Please reproduce the stretch of the Bear Valley Parkway widening text below from "Bear Valley Parkway North" through "CTF Transportation Award.", word for word.

→ EXCERPTED PASSAGE
■ ■ ■ ■ ■
Bear Valley Parkway North Widening Project

Improving a Vital Link for San Diego Commuters

The Bear Valley Parkway in Escondido provides commuters with important access to Interstate 15 (I-15)—but the route was notoriously congested during peak traffic hours. After performing multiple studies, the County of San Diego determined that roadway widening was necessary to improve traffic flow and comply with the Circulation Element of the County General Plan.

The project received a 2016 CTF Transportation Award.

The County selected Harris & Associates to provide resident engineering and construction inspection support services for the project. Along with our partners, we helped widen one mile of two-lane road to four lanes, which now provides a safer, more reliable way to travel and connects communities to support future growth. Our engineering experts also managed intersection enhancements along with new sidewalks, crossings, and designated bike lanes.
■ ■ ■ ■ ■
→ DATASET EXTRACT
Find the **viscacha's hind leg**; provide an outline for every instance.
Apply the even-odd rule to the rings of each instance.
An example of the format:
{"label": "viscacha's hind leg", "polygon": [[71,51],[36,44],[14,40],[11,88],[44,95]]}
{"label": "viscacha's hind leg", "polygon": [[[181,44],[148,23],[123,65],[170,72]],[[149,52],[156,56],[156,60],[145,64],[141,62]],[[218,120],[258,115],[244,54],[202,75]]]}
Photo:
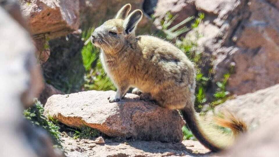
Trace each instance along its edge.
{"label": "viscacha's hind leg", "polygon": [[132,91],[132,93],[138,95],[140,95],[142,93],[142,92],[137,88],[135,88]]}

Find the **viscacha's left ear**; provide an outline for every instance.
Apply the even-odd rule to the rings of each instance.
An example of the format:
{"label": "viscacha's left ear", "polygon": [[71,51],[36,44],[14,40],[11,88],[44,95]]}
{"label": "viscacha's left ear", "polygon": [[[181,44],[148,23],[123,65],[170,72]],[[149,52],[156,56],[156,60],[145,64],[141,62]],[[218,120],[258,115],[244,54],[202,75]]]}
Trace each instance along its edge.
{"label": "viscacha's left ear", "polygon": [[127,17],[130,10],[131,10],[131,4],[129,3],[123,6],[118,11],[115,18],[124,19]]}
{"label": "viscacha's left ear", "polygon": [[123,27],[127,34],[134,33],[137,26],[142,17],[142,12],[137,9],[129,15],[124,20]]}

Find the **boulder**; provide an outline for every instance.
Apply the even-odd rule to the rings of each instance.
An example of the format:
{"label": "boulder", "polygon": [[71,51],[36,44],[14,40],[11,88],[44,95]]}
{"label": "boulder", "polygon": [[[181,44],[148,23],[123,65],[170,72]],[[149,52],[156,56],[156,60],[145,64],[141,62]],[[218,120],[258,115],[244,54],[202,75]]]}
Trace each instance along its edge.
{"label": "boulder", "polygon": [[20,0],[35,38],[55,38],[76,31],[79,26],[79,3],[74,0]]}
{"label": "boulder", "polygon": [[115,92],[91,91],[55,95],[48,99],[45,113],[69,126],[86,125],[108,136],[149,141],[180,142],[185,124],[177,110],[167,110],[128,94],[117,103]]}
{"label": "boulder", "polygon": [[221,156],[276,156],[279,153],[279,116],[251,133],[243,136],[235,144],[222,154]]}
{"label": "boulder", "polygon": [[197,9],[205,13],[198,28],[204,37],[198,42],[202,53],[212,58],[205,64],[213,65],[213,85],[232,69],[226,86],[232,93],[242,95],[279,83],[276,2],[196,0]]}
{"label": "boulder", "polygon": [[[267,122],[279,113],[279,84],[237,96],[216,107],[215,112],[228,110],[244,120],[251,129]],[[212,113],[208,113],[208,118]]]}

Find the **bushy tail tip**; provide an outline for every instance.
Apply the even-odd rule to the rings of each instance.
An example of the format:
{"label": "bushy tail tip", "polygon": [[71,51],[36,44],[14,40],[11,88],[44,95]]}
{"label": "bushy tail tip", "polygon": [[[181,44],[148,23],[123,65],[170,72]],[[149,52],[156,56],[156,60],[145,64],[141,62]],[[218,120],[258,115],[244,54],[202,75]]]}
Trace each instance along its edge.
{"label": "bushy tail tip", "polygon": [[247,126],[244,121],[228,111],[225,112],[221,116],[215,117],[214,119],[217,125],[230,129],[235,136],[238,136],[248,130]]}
■ ■ ■ ■ ■
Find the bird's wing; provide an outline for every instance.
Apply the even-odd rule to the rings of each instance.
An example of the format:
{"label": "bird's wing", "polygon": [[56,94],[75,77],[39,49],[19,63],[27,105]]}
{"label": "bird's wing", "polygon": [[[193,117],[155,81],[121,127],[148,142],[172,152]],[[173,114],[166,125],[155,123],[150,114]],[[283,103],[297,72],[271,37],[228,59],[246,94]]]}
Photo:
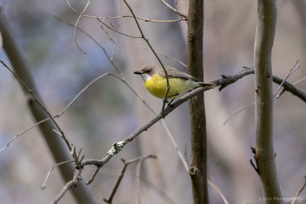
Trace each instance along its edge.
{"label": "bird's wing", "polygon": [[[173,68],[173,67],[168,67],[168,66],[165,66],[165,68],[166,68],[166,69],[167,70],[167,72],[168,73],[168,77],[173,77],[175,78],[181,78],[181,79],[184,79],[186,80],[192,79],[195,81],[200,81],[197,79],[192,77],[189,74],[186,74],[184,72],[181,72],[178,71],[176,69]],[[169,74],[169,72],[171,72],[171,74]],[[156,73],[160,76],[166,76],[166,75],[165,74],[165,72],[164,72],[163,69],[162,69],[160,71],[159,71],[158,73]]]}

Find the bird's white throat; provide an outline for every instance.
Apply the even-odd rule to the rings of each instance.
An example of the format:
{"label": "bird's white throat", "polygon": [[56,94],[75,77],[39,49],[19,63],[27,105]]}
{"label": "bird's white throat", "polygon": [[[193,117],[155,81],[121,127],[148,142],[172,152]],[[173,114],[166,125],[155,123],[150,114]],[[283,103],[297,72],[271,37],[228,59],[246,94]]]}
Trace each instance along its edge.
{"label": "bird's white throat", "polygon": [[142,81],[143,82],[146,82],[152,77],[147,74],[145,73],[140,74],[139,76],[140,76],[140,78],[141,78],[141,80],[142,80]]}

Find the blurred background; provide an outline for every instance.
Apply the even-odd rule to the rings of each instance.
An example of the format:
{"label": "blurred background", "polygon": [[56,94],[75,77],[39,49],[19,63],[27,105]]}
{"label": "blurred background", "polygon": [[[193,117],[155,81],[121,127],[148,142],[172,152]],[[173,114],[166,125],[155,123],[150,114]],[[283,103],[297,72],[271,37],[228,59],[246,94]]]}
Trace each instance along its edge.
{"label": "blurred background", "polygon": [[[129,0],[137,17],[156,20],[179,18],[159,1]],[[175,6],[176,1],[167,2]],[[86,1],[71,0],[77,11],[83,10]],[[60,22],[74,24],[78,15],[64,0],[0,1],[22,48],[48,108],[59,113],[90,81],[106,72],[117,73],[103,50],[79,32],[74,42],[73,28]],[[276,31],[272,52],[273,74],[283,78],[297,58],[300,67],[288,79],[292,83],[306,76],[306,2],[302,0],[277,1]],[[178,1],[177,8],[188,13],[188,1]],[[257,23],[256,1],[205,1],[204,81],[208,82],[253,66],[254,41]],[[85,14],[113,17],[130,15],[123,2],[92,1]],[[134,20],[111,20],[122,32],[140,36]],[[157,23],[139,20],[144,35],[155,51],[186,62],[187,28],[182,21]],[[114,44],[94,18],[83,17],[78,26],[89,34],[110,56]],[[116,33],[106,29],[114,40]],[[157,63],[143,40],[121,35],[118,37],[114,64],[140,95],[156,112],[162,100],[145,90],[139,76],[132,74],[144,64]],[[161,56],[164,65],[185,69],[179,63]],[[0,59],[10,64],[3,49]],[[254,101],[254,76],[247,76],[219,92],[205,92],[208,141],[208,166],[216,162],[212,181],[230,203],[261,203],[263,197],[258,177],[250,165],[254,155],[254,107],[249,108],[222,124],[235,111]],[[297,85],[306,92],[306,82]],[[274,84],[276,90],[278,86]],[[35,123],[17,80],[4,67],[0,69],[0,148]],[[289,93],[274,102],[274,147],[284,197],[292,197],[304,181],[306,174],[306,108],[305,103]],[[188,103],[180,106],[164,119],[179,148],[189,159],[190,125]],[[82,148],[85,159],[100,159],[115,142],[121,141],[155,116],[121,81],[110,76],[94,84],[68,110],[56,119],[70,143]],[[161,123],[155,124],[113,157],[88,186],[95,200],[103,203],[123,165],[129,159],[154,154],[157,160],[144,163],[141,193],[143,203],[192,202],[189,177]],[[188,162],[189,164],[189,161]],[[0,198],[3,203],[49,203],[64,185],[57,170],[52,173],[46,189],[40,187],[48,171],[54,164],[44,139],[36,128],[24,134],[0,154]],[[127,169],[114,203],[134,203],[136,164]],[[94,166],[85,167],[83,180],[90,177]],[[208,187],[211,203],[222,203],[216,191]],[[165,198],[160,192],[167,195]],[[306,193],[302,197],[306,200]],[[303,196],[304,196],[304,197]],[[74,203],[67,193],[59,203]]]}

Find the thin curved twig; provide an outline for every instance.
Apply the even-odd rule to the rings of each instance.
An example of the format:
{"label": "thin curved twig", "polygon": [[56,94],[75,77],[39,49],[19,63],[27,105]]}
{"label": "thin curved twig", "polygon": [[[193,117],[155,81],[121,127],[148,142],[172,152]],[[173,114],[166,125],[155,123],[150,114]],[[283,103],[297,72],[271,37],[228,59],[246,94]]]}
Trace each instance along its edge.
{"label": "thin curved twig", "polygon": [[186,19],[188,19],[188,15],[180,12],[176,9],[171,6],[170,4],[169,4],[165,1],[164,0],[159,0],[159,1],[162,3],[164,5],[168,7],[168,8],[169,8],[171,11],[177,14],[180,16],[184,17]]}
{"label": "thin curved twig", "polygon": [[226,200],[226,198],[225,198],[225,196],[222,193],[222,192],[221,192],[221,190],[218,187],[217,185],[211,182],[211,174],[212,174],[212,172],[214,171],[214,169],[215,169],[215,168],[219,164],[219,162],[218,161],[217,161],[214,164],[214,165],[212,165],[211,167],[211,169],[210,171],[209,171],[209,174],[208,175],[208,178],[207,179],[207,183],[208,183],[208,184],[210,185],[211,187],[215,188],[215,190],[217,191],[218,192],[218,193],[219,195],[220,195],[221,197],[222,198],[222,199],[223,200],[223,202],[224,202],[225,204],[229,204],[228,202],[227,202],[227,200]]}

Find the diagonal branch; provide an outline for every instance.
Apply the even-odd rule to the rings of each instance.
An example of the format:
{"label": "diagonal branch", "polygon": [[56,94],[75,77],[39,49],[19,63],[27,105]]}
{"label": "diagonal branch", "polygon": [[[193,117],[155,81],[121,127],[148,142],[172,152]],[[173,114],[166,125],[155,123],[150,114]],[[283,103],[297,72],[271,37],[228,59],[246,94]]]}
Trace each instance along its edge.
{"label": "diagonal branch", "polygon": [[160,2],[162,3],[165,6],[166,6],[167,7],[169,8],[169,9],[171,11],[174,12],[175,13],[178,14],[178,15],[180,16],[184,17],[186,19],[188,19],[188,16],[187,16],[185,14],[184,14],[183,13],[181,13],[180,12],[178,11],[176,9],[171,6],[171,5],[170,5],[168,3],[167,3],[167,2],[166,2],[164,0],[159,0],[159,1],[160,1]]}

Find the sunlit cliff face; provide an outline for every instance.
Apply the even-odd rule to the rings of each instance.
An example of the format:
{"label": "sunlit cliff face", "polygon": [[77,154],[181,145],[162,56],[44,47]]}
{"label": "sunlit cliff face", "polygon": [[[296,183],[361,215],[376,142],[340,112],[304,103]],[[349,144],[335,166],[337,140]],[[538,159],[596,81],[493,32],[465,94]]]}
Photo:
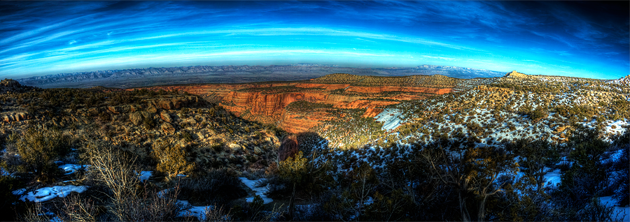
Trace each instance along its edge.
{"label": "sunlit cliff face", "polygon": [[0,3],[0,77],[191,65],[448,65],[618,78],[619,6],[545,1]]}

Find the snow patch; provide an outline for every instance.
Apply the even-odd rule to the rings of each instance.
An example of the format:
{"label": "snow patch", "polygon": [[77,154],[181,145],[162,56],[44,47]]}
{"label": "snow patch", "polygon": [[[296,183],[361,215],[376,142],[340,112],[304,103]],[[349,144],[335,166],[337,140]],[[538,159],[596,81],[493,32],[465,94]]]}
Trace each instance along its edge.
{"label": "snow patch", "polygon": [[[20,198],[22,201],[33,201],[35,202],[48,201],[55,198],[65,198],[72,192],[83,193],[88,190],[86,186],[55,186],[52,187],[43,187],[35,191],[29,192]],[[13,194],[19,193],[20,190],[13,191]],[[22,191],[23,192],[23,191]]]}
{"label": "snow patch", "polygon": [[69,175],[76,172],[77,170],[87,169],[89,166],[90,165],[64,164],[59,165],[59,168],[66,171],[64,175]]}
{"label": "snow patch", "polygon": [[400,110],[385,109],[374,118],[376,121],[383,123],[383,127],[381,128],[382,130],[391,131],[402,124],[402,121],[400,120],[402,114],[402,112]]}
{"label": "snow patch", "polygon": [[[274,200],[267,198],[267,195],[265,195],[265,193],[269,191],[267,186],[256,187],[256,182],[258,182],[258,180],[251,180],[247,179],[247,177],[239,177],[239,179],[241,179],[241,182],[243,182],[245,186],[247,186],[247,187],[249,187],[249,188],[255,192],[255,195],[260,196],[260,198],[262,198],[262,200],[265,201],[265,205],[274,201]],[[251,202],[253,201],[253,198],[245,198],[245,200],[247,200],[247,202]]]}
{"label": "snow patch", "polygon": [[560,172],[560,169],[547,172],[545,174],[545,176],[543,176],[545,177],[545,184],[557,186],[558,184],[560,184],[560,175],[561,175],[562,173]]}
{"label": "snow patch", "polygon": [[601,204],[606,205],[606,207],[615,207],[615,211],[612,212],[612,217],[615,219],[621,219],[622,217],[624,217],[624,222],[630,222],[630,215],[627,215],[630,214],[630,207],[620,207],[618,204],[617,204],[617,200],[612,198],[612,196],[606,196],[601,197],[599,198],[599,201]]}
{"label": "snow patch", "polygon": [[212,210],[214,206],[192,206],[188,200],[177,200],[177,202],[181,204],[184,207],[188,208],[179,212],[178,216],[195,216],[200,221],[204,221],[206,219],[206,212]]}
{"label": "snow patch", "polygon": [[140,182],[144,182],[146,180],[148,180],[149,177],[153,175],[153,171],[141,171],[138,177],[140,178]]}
■ ■ ■ ■ ■
→ RIGHT ANSWER
Bear Valley Parkway North Widening Project

Improving a Vital Link for San Diego Commuters

The Bear Valley Parkway in Escondido provides commuters with important access to Interstate 15 (I-15)—but the route was notoriously congested during peak traffic hours. After performing multiple studies, the County of San Diego determined that roadway widening was necessary to improve traffic flow and comply with the Circulation Element of the County General Plan.

The project received a 2016 CTF Transportation Award.